What the exercise asks: In the data that follows, every line containing the word "face" should be returned.

Data records:
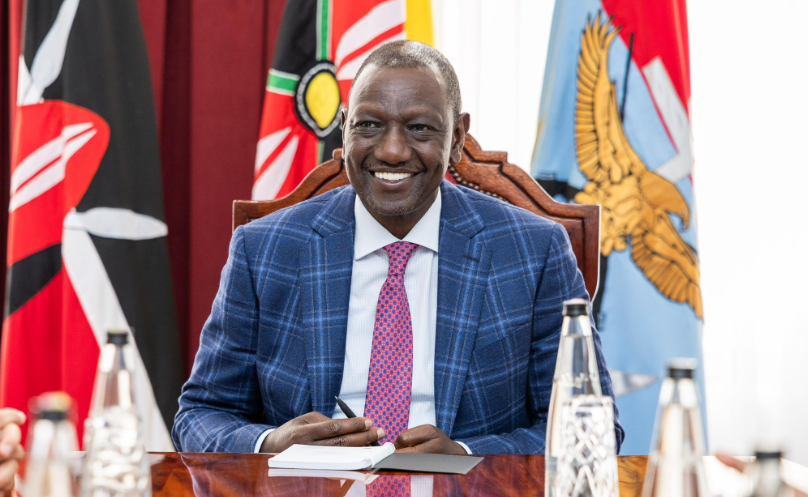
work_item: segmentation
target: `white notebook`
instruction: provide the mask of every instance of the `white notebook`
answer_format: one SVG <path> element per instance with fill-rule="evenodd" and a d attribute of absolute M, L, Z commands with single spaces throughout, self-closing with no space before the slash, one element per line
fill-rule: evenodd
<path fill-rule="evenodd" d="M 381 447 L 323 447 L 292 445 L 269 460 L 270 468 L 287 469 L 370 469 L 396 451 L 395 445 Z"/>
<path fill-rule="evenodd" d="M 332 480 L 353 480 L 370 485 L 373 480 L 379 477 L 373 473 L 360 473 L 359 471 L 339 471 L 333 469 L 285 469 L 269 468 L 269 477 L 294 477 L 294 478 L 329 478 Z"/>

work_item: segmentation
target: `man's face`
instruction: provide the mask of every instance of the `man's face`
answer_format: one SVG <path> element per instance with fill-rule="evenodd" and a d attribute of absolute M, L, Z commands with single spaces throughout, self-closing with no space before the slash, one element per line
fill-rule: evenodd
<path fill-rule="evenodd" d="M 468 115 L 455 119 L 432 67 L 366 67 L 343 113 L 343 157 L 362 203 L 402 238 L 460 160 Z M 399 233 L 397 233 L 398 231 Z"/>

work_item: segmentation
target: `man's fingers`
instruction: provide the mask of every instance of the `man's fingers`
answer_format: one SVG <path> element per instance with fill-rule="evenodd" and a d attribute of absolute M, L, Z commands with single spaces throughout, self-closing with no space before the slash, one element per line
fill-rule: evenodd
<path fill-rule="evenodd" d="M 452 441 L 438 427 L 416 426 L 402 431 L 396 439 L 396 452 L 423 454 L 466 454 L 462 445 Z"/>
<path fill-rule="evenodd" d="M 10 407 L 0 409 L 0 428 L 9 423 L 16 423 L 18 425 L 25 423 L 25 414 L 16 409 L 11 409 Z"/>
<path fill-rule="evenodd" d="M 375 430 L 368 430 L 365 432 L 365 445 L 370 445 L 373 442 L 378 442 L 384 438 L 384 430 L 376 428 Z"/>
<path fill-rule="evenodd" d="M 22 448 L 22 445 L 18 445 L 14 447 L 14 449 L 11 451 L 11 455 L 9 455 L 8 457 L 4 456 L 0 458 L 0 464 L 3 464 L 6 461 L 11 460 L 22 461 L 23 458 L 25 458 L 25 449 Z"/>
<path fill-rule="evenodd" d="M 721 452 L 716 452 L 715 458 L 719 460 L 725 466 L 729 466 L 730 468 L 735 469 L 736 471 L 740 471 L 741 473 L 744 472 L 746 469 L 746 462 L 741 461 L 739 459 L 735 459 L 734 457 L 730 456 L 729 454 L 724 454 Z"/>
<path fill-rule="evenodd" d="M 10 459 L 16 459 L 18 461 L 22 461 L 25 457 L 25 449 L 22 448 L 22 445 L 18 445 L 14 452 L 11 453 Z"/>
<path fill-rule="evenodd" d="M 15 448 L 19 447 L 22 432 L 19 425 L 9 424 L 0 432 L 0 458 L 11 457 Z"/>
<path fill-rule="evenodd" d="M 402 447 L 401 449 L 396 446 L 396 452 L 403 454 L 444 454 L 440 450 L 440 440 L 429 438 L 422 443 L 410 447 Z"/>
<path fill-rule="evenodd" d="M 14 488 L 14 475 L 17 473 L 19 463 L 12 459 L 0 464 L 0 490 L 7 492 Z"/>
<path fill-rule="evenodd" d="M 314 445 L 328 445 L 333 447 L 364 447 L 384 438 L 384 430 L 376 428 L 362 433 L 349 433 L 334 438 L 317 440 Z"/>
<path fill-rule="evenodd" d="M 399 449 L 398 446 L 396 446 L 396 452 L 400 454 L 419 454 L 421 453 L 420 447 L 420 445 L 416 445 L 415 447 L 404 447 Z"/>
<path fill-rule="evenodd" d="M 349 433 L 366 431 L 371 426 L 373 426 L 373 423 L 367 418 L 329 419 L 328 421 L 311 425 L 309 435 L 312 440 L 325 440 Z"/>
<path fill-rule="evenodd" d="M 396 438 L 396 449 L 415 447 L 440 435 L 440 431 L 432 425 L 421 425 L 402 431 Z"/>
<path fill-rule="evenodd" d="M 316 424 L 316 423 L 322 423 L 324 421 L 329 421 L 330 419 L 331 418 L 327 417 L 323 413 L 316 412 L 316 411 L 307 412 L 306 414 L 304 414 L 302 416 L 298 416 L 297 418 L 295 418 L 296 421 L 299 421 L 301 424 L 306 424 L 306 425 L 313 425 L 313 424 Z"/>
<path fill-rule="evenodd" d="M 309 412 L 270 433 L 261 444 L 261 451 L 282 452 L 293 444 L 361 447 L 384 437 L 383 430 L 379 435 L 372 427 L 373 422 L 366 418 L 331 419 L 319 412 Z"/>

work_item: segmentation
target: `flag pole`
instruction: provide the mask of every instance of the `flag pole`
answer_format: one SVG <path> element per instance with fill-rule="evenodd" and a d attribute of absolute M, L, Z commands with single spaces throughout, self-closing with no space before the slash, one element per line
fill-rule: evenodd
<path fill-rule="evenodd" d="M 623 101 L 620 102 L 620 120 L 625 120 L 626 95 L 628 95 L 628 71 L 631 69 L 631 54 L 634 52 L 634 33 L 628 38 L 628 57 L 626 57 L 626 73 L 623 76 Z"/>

==

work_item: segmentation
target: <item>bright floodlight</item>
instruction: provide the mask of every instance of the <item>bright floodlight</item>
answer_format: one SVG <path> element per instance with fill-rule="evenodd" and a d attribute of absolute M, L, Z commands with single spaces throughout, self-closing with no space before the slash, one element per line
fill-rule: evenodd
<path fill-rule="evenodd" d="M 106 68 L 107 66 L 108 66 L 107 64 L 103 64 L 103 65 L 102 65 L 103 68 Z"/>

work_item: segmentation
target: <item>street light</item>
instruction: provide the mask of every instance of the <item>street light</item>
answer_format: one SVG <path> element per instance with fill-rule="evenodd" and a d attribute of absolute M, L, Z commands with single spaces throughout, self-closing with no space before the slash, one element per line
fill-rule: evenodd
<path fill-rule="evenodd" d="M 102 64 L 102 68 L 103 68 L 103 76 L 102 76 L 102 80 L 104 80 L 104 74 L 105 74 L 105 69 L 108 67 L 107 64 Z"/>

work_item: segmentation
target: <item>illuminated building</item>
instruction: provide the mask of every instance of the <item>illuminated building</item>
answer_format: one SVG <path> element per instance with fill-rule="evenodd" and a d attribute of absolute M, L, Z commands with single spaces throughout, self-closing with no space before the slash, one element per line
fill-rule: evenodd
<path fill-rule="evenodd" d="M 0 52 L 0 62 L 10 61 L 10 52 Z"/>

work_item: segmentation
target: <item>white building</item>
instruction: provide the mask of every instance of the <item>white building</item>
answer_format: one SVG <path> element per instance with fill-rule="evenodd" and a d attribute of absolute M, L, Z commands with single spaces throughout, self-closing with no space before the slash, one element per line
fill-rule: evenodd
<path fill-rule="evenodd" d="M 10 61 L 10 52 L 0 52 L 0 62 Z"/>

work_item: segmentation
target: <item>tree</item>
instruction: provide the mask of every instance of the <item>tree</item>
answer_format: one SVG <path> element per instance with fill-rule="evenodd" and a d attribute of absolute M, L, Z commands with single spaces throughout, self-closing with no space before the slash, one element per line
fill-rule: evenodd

Written response:
target: `man's face`
instruction: provide the mask of every instance of the `man's face`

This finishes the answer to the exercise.